TEXT PASSAGE:
○ ○ ○ ○ ○

Since 1965 Bibby has come into its modern era of leadership with the fifth generation, Derek Bibby becoming MD. He led diversification into new areas specifically financial services and infrastructure applications. Following his retirement Simon Sherrard was appointed the first non-family managing director and helped continue to modernize and drive diversification before handing over to the sixth generation Michael Bibby in 2000. Since then Bibby Line has continued to rapidly grow and diversify further and Michael stepped back from managing director to chairman. Currently the board is composed of 5 members; Jonathan Lewis the Executive Director (Group Managing Director, ), and the Non-Executive Directors including: Sir Michael Bibby Bt. DL (Chairman), David Anderson (Senior Independent), Susan Searle, and Geoffrey Bibby.

=== Financial Services ===
Bibby Financial Services was set up in 1982, is seen to be the UK’s largest independent invoice finance company. It offers services providing factoring and invoice discounting financial support for growing SME's. Through It aims to "help businesses around the world grow, combining international scope with expert local knowledge". In a report released in 2023 it note that it employed 900 people and had expanded to nine different countries. After a restructuring of the company in 2020 turnover was reported to have increased by 2022 from £132.4m to £150.5m for 2022, while its pre-tax profits increased from £255,000 to £9.4m.

=== Marine Services ===
Bibby Marine Limited, established in 1982, currently has 1 "Wavemaster" that can operate up to 30 days at a time and 1 Bibby Challenge that contains 337 rooms known as the Bibby Stockholm. This has led to the current dominant trait of the Bibby Line fleet being the application of these vessels for "walk to work service" where special operations ships, "Wavemasters", can take off shore workers out to their remote locations. Part of this then also extends into floating off shore worker accommodation locations providing floating barges where workers can live on or off duty. These marine services aim to provide cost effective and environmentally friendly options for workers on large scale marine infrastructure projects. There have been large controversies with Bibby Stockholm which aims to provide support housing for asylum seekers. Claims of prison like conditions were leveled and according to the Financial Times, governments were only saving £9.28 per person per day.

○ ○ ○ ○ ○

GIVEN MATERIAL:

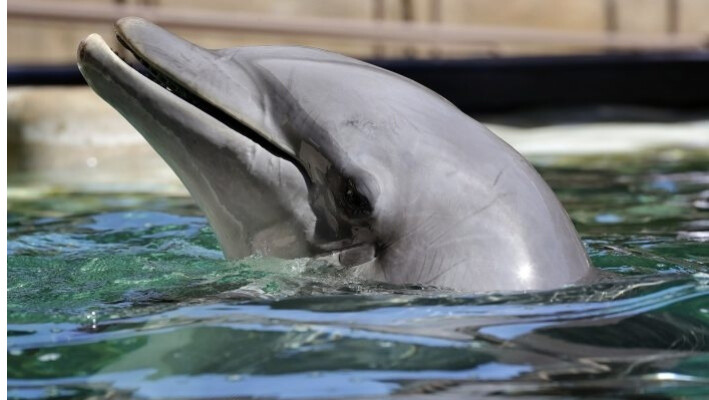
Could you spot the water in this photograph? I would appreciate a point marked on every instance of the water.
(120, 295)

○ ○ ○ ○ ○

WHAT YOU SHOULD DO: According to the text about Bibby, who was appointed the first non-family managing director?

EXERCISE SOLUTION: Simon Sherrard